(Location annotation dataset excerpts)
>> start
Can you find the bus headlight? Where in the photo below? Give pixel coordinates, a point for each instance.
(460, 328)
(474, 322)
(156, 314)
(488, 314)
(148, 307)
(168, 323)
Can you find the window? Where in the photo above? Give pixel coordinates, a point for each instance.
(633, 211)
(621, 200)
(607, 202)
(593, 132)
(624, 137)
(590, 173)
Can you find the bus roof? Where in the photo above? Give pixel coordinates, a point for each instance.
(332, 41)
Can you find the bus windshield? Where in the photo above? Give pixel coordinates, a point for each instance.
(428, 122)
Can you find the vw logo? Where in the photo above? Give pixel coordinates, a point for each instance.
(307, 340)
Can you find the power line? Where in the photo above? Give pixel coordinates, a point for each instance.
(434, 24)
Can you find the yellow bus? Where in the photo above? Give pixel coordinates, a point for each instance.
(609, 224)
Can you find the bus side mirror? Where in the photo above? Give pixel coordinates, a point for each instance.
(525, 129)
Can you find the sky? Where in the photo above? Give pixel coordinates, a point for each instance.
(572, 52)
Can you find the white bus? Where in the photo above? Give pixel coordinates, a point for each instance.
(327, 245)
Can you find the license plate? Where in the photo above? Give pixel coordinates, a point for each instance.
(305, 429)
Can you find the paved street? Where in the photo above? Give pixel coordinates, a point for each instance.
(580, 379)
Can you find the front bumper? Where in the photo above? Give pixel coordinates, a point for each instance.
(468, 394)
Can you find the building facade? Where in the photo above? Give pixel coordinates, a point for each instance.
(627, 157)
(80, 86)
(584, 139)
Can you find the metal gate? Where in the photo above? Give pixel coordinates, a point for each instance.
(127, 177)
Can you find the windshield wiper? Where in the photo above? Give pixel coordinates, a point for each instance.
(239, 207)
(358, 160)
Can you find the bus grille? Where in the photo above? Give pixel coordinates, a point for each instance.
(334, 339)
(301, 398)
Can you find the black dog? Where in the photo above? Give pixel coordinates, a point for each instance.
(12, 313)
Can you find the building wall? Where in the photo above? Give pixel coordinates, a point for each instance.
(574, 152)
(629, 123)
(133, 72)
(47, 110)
>> end
**TO BE DONE:** Rewrite the stretch from the line containing "Can you find the windshield" through the end of the material, keeping each request line as it stands. Multiply every coordinate in the answers by 0.35, rounding to whole numbers with halves rounded up.

**SOLUTION FOR THIS PROBLEM:**
Can you find the windshield wiper? Where in the photo above? Give pixel coordinates, a point for each instance.
(84, 72)
(125, 56)
Can you find the bus grille? Where in the photo above? Give pixel coordinates, a point for each instance.
(117, 119)
(105, 139)
Can you find the black dog? Where in the photo above? Give pixel coordinates, a point for each instance.
(4, 110)
Can you find the building wall? Where in the photo above? Give pixel coordinates, a point for each instance.
(201, 53)
(220, 43)
(47, 25)
(16, 39)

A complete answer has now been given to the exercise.